The data must be copied over exactly and in full.

===== INPUT MATERIAL =====

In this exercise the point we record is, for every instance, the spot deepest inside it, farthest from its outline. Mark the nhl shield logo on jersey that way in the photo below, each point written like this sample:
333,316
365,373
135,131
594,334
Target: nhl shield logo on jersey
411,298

=====

* [REPLY]:
In this exercise the point we record is, for every instance, the spot deepest inside it, farthest from its outline. Mark the nhl shield logo on jersey that way in the photo below, each point written like this sample:
333,316
365,373
135,131
594,334
Target: nhl shield logo on jersey
411,298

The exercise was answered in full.